**WHAT NEEDS TO BE DONE**
Reproduce word for word the passage of the Ipswich Motorway speech from "Monday, 29 May" up to and including "the Ipswich Motorway.".

**TEXT TO READ**
§ §

House debates

Monday, 29 May 2006

Grievance Debate

Roads: Ipswich Motorway

6:47 pm

Photo of Cameron ThompsonCameron Thompson (Blair, Liberal Party) Share this | | Hansard source

As is my wont, from time to time I rise in this place to bring to book the crazy attitude of the Queensland state government in relation to the development of the Ipswich Motorway and its continued insistence upon a less than ideal solution to meet the road transport needs of our district. By that I mean the district from Ipswich all the way west to Toowoomba: the region that is primarily reliant on the Ipswich Motorway.

The state minister responsible for all the planning and other practical parts of the process of developing an effective solution to the problems of massive traffic on the Ipswich Motorway is none other than the main roads minister, Paul Lucas. I would like to alert members to the fact that, immediately after the last election, on Saturday, 27 November 2004, Paul Lucas, the state Minister for Transport and Main Roads, made a joint press release with our own minister, the Minister for Local Government, Territories and Roads, Jim Lloyd. He made some comments that I want to draw to the attention of the House. To quote from the press release they put out:

Paul Lucas said Queensland welcomed the appointment of respected engineering firm Maunsell Australia to independently evaluate the proposed Ipswich northern bypass.

§ §

**INFORMATION SHOWN**

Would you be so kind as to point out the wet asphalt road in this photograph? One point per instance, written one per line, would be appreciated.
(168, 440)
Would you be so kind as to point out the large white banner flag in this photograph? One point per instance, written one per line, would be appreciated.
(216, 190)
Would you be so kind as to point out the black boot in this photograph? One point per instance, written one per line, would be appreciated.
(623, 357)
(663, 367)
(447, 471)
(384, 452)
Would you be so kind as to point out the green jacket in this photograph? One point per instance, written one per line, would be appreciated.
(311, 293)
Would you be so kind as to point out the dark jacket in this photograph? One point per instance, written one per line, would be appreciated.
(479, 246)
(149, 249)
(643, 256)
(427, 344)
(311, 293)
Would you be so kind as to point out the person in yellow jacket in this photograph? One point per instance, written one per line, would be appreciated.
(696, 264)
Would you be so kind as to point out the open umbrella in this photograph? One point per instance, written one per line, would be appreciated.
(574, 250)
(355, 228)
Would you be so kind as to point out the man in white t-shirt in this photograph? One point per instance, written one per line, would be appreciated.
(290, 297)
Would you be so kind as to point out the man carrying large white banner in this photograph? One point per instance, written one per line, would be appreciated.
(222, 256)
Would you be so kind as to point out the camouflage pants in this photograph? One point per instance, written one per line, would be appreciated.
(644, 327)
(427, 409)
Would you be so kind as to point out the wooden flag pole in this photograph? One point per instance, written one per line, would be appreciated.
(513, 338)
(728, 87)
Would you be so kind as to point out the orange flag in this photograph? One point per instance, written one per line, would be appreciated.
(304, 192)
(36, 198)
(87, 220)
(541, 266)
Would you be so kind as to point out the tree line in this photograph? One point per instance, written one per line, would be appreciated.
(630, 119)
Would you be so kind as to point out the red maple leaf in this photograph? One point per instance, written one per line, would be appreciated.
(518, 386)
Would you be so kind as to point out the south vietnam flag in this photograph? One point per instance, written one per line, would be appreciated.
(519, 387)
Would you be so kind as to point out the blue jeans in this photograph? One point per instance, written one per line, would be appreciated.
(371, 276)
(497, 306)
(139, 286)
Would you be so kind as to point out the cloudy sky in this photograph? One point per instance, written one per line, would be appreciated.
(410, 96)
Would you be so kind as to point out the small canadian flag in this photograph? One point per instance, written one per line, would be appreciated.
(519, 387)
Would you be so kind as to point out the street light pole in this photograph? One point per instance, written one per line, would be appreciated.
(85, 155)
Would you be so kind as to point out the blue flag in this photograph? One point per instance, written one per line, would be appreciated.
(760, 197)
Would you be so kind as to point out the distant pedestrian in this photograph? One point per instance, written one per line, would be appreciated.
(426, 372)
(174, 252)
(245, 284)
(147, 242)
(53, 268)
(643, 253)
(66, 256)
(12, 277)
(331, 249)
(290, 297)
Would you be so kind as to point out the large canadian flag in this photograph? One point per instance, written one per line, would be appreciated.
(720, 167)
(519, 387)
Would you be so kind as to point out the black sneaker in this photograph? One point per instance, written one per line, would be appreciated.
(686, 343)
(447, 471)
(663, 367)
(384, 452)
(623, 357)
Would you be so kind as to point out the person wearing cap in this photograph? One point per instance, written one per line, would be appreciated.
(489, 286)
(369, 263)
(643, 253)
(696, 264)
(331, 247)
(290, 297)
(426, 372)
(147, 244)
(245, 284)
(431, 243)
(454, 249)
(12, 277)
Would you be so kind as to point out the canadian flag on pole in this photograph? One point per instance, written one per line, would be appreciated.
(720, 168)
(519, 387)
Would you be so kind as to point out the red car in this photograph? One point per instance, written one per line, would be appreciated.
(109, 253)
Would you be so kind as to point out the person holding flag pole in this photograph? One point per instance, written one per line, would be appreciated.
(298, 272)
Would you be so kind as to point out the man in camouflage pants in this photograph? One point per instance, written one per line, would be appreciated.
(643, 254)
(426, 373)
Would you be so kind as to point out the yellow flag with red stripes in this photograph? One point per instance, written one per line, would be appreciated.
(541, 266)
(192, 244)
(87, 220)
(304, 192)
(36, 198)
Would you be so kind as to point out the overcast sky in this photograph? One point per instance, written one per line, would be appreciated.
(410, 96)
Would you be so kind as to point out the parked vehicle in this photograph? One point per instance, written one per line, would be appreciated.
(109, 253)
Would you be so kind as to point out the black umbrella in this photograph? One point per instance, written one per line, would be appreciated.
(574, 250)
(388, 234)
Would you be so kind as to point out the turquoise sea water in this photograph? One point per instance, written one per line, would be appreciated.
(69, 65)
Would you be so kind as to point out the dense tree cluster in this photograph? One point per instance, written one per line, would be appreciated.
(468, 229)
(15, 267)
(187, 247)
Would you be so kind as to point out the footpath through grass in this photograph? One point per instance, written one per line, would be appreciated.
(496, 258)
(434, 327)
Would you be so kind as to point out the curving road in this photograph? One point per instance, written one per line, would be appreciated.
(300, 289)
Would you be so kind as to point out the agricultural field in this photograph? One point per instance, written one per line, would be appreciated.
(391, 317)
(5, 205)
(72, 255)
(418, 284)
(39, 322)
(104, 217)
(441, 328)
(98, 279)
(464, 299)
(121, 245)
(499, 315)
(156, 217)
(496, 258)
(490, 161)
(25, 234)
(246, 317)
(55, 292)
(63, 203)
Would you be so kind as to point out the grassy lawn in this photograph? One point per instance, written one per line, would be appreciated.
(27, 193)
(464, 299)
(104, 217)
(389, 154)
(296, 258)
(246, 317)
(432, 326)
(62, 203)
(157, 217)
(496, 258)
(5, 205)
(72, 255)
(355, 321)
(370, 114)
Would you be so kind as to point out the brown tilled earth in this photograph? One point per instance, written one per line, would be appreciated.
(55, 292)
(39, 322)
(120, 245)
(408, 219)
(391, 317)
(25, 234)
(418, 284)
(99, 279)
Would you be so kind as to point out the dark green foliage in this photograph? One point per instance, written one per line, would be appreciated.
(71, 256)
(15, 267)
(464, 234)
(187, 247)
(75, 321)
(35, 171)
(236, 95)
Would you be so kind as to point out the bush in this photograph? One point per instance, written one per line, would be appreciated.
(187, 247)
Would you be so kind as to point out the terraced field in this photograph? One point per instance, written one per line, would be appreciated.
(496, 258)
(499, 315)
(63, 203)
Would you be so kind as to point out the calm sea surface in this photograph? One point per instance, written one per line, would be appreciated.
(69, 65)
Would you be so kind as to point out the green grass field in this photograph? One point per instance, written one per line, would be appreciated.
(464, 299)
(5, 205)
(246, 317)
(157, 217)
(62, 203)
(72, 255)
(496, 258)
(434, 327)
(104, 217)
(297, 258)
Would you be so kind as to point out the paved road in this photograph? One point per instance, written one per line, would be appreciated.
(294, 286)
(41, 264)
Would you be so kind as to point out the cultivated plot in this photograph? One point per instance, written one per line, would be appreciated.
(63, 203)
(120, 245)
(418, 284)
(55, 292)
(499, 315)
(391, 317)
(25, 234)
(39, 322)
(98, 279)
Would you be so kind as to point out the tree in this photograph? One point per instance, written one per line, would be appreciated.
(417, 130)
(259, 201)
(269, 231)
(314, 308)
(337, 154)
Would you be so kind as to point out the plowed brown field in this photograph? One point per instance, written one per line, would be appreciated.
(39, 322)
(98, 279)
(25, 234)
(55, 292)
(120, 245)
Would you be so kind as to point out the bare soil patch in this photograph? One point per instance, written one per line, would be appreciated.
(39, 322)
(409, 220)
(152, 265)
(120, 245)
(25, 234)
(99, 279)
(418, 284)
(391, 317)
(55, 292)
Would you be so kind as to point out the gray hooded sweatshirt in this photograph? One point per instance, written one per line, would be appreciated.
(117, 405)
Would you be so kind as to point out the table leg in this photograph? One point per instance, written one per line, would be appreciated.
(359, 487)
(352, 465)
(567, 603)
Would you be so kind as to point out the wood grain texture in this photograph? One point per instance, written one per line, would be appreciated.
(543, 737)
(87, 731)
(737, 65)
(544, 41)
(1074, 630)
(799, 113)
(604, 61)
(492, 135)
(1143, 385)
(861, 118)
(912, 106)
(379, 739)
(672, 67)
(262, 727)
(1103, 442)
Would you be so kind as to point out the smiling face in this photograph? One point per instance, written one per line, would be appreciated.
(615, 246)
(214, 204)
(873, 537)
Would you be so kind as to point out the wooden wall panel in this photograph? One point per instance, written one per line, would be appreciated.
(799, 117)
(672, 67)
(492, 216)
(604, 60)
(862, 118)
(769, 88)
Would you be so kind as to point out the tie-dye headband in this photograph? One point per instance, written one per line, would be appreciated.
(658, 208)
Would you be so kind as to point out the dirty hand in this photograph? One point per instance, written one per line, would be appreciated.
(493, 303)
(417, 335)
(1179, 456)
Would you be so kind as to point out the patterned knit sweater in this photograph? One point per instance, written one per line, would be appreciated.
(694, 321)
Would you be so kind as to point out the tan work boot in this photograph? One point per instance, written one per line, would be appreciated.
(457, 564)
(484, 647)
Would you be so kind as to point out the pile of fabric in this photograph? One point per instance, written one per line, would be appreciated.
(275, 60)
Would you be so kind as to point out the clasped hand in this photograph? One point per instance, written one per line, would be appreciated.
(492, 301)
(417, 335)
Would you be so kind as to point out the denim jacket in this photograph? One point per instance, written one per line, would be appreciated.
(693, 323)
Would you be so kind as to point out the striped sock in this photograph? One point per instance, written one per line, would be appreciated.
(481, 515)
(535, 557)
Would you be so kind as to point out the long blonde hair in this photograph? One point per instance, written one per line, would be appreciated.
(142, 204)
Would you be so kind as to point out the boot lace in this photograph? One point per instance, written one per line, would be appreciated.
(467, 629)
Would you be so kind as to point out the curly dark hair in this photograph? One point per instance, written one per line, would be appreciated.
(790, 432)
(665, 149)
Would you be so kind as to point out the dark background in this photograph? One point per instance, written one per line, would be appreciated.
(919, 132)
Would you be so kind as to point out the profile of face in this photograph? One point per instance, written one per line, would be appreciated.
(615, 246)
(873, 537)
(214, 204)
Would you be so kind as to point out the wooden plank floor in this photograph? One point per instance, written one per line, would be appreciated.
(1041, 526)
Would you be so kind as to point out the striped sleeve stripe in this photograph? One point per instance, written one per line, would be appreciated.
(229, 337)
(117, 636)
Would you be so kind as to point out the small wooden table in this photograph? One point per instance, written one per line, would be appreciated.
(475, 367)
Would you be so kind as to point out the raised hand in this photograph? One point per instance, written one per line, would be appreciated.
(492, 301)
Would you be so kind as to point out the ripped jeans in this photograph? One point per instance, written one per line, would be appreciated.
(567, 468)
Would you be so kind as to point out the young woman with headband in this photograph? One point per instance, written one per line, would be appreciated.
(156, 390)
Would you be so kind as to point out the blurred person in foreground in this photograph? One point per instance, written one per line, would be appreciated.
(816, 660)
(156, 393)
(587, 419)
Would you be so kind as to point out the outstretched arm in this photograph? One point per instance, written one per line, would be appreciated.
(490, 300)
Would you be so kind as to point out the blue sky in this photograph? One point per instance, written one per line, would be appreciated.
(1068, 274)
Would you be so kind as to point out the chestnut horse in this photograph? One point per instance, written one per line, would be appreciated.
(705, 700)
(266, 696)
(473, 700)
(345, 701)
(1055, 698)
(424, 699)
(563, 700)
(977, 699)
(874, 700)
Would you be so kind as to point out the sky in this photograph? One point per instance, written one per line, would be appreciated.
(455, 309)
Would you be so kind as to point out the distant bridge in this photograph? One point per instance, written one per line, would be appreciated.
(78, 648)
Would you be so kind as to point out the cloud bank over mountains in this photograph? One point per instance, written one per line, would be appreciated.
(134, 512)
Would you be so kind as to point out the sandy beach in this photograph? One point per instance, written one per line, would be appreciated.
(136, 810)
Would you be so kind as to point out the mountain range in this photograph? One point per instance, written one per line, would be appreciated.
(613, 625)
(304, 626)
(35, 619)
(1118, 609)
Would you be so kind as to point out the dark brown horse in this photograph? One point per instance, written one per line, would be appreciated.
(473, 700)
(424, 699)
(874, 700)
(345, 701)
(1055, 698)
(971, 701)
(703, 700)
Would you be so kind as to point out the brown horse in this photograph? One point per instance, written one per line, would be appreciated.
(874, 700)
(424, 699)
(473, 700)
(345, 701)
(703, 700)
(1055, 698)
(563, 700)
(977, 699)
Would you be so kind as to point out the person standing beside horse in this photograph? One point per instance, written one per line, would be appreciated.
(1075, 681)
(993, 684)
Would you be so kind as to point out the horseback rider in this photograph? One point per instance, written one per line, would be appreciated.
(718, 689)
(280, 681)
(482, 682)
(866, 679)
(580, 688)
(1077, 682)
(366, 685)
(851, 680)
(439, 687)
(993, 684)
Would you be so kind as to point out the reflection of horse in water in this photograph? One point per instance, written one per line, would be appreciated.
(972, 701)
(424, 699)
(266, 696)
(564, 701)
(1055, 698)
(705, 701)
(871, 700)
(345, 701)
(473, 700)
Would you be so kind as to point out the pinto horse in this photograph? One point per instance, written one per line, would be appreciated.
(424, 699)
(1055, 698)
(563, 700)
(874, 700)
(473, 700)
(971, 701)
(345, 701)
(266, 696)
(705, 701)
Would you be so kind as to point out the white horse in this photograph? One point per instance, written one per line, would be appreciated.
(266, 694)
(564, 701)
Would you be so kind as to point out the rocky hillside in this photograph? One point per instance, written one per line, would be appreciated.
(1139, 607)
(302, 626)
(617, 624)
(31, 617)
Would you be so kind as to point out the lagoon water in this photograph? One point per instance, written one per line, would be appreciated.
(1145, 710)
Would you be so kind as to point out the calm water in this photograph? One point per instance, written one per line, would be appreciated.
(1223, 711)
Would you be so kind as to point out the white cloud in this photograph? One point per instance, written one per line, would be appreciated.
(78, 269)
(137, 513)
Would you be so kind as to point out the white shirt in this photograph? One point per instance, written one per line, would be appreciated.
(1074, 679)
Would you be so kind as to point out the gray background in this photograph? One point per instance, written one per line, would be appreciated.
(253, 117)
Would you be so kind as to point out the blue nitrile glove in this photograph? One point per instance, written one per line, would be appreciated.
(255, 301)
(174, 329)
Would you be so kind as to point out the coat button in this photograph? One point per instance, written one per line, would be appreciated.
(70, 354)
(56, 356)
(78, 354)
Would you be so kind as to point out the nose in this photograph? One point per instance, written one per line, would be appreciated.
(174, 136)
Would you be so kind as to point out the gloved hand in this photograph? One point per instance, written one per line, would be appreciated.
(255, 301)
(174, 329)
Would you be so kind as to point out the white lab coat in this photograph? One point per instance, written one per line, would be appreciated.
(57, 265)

§ §

**THE RESPONSE**
Monday, 29 May 2006

Grievance Debate

Roads: Ipswich Motorway

6:47 pm

Photo of Cameron ThompsonCameron Thompson (Blair, Liberal Party) Share this | | Hansard source

As is my wont, from time to time I rise in this place to bring to book the crazy attitude of the Queensland state government in relation to the development of the Ipswich Motorway and its continued insistence upon a less than ideal solution to meet the road transport needs of our district. By that I mean the district from Ipswich all the way west to Toowoomba: the region that is primarily reliant on the Ipswich Motorway.